> **TEXT EXTRACT**
▶

John W. Campbell in 1957
(via efanzines.com)
 

The home base of Street & Smith at the time that John Campbell came aboard to edit Astounding was a remarkably rickety old building at the corner of 17th Street and Seventh Avenue in New York. Well, that’s not strictly true. It wasn’t one old building. It was several of them, stitched together by knocking through walls and rerouting hallways to connect them.

This imposed a class system for getting into the offices. When John arrived for work each morning, he had to enter through the doorway on West 17th Street, because that was where the time clock was. (Yes, John Campbell had to punch in and out on a time clock, at least in the early days.)

Whereas when someone more important, like me, wanted to visit John in his office, we entered through the main door at 79 Seventh Avenue, like gentry. After telling the receptionist what we wanted, and providing we passed inspection, she summoned a guide to convoy us, through passages lined with thousand-pound rolls of pulp paper for the presses on the ground floor, to the ancientest and most decrepit elevator in the city of New York. Its controls were not push buttons, as we degenerate moderns suppose that every proper elevator’s are. They were not even the up or down handles that our parents remember from their youth. A rope dangled from rooftop to bottom of the elevator shaft, and if you wanted to make the Street & Smith elevator go down you caught the rope and pulled it downward, for up you pulled it upward, and the elevator stopped when you gave a little reverse tug on the rope.

That wasn’t the end of your journey. When you got to the right floor, you still had a country mile to hike before you got to John’s modest office. We were no longer in the original Seventh Avenue building — though we might as well have been when the presses began to roll and all the linked buildings began to shake. Then, at long last, we’re there … and John Campbell puts down the DeVilbiss with which he’s been spraying his throat.

“Good morning, Pohl,” he says — we knew each other for ten years before he ever addressed me as Fred — “Do you know why television can never replace radio in the American home?” And I knew that all was well with the world and John Campbell had begun work on his next month’s editorial.
 

That was one of the things I learned from John Campbell. He began each new month with some such polemical statement, trying it on everyone who came into the office. We were all encouraged to disagree with it, which meant that by the end of the month John had heard just about every disagreement that could be registered against his thesis, and had had time to think of rebuttals … so that he was ready to write his next editorial. (In which he proved that TV could never replace radio in the home because TV required attentive watching. Therefore housewives couldn’t turn it on just for company as they could radio.)

In John’s office, he sat at a rolltop desk. Why such an old-fashioned piece of furniture? I once asked him. “Because,” he said, poking a Camel into his long cigarette holder and lighting up, “these buildings are firetraps and smoking in them is against the law. So when the fire inspectors come by the switchboard girl gives everybody a special ring. We put our cigarettes out in the ashtrays and put them inside the desk with the top rolled down, and open the windows. Then we just wait for the inspectors to go away again.”

◀

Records

▶

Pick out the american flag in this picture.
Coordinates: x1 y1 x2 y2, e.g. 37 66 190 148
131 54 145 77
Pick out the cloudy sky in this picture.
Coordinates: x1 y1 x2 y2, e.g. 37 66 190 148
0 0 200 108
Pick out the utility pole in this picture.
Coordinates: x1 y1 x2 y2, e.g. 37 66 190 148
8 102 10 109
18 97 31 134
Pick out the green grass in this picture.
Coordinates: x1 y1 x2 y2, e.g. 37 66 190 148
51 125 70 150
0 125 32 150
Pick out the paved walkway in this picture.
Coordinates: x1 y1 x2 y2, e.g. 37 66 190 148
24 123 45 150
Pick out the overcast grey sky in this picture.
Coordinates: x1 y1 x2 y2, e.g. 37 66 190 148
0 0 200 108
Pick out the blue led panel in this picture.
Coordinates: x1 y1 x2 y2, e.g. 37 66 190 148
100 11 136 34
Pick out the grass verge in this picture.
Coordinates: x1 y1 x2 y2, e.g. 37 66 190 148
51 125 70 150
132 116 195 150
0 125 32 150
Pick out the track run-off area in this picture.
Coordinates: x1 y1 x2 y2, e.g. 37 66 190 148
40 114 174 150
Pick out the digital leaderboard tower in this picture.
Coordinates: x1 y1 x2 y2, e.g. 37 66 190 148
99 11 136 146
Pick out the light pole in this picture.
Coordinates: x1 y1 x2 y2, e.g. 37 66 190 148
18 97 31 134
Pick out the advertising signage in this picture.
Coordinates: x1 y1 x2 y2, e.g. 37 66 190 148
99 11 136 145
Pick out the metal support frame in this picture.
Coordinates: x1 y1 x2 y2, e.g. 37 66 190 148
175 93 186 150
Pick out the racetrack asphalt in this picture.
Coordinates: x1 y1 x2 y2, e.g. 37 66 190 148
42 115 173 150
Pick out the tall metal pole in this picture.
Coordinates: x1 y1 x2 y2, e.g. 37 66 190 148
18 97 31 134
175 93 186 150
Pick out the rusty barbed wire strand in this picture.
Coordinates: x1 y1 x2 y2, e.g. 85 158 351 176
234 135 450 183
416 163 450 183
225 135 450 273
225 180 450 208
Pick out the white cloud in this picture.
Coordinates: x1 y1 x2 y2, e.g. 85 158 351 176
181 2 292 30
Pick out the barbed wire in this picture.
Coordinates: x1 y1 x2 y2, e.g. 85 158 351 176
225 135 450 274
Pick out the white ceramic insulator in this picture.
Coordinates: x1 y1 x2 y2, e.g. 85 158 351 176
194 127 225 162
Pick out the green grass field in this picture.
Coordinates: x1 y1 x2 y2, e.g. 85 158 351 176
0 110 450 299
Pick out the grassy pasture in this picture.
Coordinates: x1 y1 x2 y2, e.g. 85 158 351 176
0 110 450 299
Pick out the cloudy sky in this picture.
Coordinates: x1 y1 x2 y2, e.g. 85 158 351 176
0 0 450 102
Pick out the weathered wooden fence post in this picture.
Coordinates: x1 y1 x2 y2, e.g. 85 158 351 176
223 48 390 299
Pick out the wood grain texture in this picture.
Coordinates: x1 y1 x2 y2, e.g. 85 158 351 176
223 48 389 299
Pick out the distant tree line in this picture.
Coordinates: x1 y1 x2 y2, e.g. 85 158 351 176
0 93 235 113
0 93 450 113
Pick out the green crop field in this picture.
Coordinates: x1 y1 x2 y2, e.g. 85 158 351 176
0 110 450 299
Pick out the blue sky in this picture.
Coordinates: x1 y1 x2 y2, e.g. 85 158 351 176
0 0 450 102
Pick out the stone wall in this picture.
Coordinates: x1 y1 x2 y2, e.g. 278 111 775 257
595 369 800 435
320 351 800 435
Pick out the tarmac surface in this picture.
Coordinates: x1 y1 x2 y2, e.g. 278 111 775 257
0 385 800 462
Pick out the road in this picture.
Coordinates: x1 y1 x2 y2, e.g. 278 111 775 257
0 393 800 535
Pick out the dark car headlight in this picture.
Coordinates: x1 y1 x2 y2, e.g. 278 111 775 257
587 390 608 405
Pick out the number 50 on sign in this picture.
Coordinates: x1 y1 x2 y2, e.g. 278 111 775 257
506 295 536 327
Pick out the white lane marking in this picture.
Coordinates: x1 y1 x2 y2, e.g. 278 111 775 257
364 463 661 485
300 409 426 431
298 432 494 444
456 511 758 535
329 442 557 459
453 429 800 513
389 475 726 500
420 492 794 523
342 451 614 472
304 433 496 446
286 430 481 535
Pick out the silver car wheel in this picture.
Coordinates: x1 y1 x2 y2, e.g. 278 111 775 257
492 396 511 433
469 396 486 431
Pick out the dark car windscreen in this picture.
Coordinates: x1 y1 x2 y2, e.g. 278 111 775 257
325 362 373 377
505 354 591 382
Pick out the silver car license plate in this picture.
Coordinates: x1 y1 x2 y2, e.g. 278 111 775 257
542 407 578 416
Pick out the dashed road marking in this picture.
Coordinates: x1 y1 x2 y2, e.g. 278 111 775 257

◀

> **STATED PROBLEM 1**
Reproduce the John W. Campbell reminiscence word for word, everything from "That wasn’t the" down to "spraying his throat.".
> **STATED PROBLEM 2**
Carry on the John W. Campbell reminiscence, starting after its final sentence.

> **TASK RESULT 1**
That wasn’t the end of your journey. When you got to the right floor, you still had a country mile to hike before you got to John’s modest office. We were no longer in the original Seventh Avenue building — though we might as well have been when the presses began to roll and all the linked buildings began to shake. Then, at long last, we’re there … and John Campbell puts down the DeVilbiss with which he’s been spraying his throat.

> **TASK RESULT 2**
John was not alone in the room. He shared it with Catherine Tarrant, listed on the masthead as “Ass. Editor” until I pointed out to John that that might lead to unintended readings. Kay Tarrant had come with the job. Her official description was secretary-assistant, but as John preferred to do most of his own typing she spent most of her time copy-editing the manuscripts he bought (and those bought by his successor, Ben Bova, as well) to prepare them for the printer.

That was not necessarily an arduous job. John did not normally go in for the kind of lavishly creative editing that characterized, say, Horace Gold’s tenure at Galaxy (and infuriated so many of his contributors), and when John took a notion to rewrite sections of a particular story to make it more like John’s image of what it should have been, he did it himself.

But Kay Tarrant, too, had impulses that went beyond the simple correction of faulty grammar, spelling or punctuation. She hated — hated! — smut. And she devoted her life to erasing every trace of it from the magazine.

This, of course, had an effect on the corps of science-fiction writers, a sadly rowdy lot. The more troublesome ones initiated a contest to see who could get something bawdy past Kay Tarrant. Many of them tried. All saw their best inspirations slain on the copy desk until George O. Smith stepped up to the plate. He won when he got past Miss Tarrant’s eagle eye his definition of a tomcat as “a ball-bearing mousetrap.”
 

I can’t avoid a personal reminiscence here. When John left us and Ben Bova took over as editor of Astounding, the first story Ben bought was my “The Gold at the Starbow’s End.” As those who remember the story can attest, it is simply riddled with naughty words and impure thoughts — not because I can’t express myself without them but because there was no way to tell this particular story in their absence. (It’s a pretty good story, too. I think it’s my best novelette.) When he gave the ms. to Kay Tarrant for copyediting, he warned her that it would have to be edited with a very light hand.

All the same, he told me later, she got no more than about three lines into the first page before clearing her throat and saying, “Oh, Ben? Do you really want me to leave in this — ” “I do,” he said. “Leave it.” And three minutes later, when she cried, “Ben! Really!” it was, “Leave it again.”

Mine was the first example of what is loosely called adult prose that Ben bought but by no means the last, and ultimately Kay learned to live with the new rules and soldiered on.

 
More follows whenever I find time to write it.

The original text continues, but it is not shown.